Dataset items
— BEGIN —

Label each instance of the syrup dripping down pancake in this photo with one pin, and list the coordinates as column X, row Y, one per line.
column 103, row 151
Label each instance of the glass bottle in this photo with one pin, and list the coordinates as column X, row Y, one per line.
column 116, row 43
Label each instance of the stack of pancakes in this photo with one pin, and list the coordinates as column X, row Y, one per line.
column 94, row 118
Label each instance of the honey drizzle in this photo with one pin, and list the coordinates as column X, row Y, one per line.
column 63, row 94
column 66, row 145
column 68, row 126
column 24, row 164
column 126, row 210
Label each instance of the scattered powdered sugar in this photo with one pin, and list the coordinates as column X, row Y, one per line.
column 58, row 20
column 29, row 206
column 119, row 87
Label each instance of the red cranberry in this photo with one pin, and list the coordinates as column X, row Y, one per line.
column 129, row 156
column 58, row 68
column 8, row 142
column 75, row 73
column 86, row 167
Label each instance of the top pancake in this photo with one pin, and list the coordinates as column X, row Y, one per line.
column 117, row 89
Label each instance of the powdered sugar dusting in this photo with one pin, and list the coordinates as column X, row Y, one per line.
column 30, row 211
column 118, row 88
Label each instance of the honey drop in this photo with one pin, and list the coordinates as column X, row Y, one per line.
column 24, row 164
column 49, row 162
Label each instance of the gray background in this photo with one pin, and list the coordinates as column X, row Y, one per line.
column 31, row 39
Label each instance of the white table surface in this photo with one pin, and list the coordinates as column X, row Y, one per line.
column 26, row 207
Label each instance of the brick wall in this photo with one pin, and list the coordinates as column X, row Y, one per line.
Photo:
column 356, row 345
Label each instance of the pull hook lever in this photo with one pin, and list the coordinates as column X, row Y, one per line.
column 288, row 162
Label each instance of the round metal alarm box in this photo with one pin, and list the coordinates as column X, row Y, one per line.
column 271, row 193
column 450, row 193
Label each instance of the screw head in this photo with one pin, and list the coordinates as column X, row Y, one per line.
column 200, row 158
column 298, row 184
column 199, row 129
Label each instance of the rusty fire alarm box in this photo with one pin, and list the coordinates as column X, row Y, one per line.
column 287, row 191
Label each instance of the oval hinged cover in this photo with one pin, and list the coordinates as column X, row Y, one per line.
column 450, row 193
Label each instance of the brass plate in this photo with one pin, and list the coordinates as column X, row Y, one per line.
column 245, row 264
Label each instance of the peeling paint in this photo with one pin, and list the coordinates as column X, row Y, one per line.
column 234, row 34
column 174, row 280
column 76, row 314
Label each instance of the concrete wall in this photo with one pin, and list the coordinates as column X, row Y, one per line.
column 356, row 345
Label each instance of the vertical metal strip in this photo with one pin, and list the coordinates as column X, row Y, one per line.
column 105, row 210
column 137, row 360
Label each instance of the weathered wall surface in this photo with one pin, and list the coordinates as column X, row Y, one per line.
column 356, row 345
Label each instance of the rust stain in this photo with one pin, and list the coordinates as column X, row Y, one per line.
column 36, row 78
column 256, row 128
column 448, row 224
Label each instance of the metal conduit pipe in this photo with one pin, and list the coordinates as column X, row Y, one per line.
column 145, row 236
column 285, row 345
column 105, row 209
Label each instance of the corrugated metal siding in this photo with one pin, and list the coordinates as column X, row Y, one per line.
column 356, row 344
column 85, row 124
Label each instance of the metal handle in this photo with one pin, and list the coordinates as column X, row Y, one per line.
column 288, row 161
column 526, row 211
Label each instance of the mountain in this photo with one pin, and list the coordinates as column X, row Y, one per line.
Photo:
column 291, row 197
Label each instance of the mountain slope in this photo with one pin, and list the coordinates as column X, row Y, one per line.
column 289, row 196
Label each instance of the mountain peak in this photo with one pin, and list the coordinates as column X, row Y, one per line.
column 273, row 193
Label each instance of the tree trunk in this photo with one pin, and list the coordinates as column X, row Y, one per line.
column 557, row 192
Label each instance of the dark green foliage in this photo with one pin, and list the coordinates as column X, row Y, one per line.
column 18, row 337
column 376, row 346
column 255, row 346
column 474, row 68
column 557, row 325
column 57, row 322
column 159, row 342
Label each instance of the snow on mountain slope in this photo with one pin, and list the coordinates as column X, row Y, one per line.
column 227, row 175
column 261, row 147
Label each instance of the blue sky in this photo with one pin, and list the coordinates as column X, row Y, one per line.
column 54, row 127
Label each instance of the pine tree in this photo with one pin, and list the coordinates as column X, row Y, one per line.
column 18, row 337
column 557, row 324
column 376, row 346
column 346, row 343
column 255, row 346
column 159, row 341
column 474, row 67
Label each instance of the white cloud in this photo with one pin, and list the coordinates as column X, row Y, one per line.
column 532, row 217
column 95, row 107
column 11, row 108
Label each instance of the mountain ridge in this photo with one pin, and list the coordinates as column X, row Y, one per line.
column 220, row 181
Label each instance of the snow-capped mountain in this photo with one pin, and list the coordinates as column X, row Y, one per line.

— END —

_TASK GOAL:_
Please write the items above out again, switching each "one pin" to "a single marker" and leaving everything else the same.

_EXPECTED OUTPUT:_
Label each instance of the syrup dripping down pancake in this photo with a single marker, and list the coordinates as column X, row Y, one per line.
column 103, row 151
Label each instance of the glass bottle in this photo with a single marker, and list the coordinates as column X, row Y, one per line.
column 116, row 43
Label each instance of the stack of pancakes in this photo with a single marker, and list the coordinates as column X, row Y, one per line.
column 94, row 118
Label each instance of the honey drizzle in this photo with a single marker, and list the coordinates as column X, row Y, one per line.
column 63, row 94
column 66, row 145
column 68, row 126
column 24, row 164
column 126, row 210
Label each instance of the scattered powdered sugar in this photo with a single marker, and list the coordinates as column X, row Y, one per line.
column 58, row 20
column 29, row 206
column 119, row 87
Label each instance of the red cranberry in this photo with a single marker, and list the coordinates as column X, row Y, one per line.
column 129, row 156
column 58, row 68
column 8, row 142
column 75, row 73
column 86, row 167
Label each instance of the top pancake in this photo with a single marker, and list the coordinates as column X, row Y, one per line.
column 117, row 89
Label each instance of the powdered sugar dusting in this photo with a single marker, and list the coordinates as column X, row Y, one per line.
column 30, row 211
column 118, row 88
Label each instance of the honey drop in this photo with a single marker, and list the coordinates as column X, row Y, one per line.
column 24, row 164
column 49, row 162
Label each instance of the gray background in this photo with a single marker, and list the coordinates as column X, row Y, one per line.
column 31, row 39
Label each instance of the white table surface in this photo with a single marker, and list the coordinates as column X, row Y, one per line.
column 26, row 207
Label each instance of the brick wall in this photo with a single marker, and list the coordinates as column X, row Y, one per line.
Photo:
column 356, row 345
Label each instance of the pull hook lever in this photo with a single marker, and list the coordinates as column X, row Y, one per line.
column 288, row 162
Label each instance of the round metal alarm box in this photo with a single marker, and list the coordinates as column X, row Y, one per line.
column 271, row 193
column 450, row 193
Label each instance of the screw head in this photo with a single marker, and list the coordinates as column X, row Y, one per line.
column 200, row 158
column 298, row 184
column 199, row 129
Label each instance of the rusty fire alarm box in this photo with a single marker, and list the coordinates as column X, row Y, one per line.
column 287, row 191
Label each instance of the oval hinged cover in this photo with a single marker, and list the coordinates as column X, row Y, one per line.
column 450, row 193
Label each instance of the brass plate in this photo with a single marker, and list the coordinates as column X, row Y, one per line.
column 245, row 264
Label each instance of the peeling paint in this photo with a single marker, and list the coordinates as column X, row Y, one per line.
column 234, row 34
column 174, row 280
column 76, row 314
Label each instance of the concrete wall in this photo with a single marker, and list the coordinates as column X, row Y, one per line.
column 356, row 345
Label each instance of the vertical metal strip in this photo with a single marker, and list the coordinates as column X, row Y, one per line.
column 105, row 210
column 137, row 360
Label each instance of the weathered wall surface in this photo with a single marker, and list the coordinates as column X, row Y, one per line.
column 356, row 345
Label each instance of the rust stain in this photo with a single marker, and list the coordinates as column X, row Y, one per line.
column 36, row 78
column 256, row 128
column 448, row 224
Label each instance of the metal conduit pipe in this photo with a single marker, and list the coordinates as column X, row Y, one per line.
column 145, row 236
column 285, row 345
column 105, row 209
Label each instance of the corrugated metal siding in this photo with a single marker, and list the coordinates as column X, row Y, one per line.
column 356, row 344
column 85, row 124
Label each instance of the metal handle in this photo with a single marker, and list the coordinates as column X, row Y, one per line.
column 288, row 161
column 526, row 211
Label each instance of the mountain in this photo with a single marker, and list the coordinates as column X, row Y, one per line.
Photo:
column 291, row 197
Label each instance of the mountain slope in this photo with a single marker, and list the coordinates as column X, row Y, one per line.
column 289, row 196
Label each instance of the mountain peak in this photo with a single marker, and list the coordinates as column X, row Y, one per line.
column 273, row 193
Label each instance of the tree trunk in this photo with a single marker, and list the coordinates as column X, row Y, one per line.
column 557, row 192
Label each instance of the dark green foliage in this photo with a single marker, and list the coordinates as column X, row Y, one per line.
column 18, row 337
column 376, row 346
column 255, row 346
column 474, row 68
column 557, row 325
column 57, row 322
column 159, row 342
Label each instance of the snow on mountain slope in this photo with a single marker, and list the coordinates as column X, row Y, one per line.
column 227, row 175
column 261, row 147
Label each instance of the blue sky in this photo with a single marker, and list the coordinates as column X, row Y, one per line.
column 54, row 127
Label each instance of the pine tree in this photo with a single marker, and list the coordinates as column X, row Y, one per line.
column 18, row 337
column 557, row 324
column 376, row 346
column 346, row 343
column 255, row 346
column 159, row 341
column 474, row 67
Label each instance of the white cloud in this photo with a single marker, and list the coordinates as column X, row Y, one per line.
column 532, row 217
column 95, row 107
column 11, row 108
Label each instance of the mountain ridge in this photo with a single marker, and list the coordinates as column X, row Y, one per line.
column 220, row 181
Label each instance of the snow-capped mountain in this photo with a single marker, and list the coordinates as column X, row Y, one per line.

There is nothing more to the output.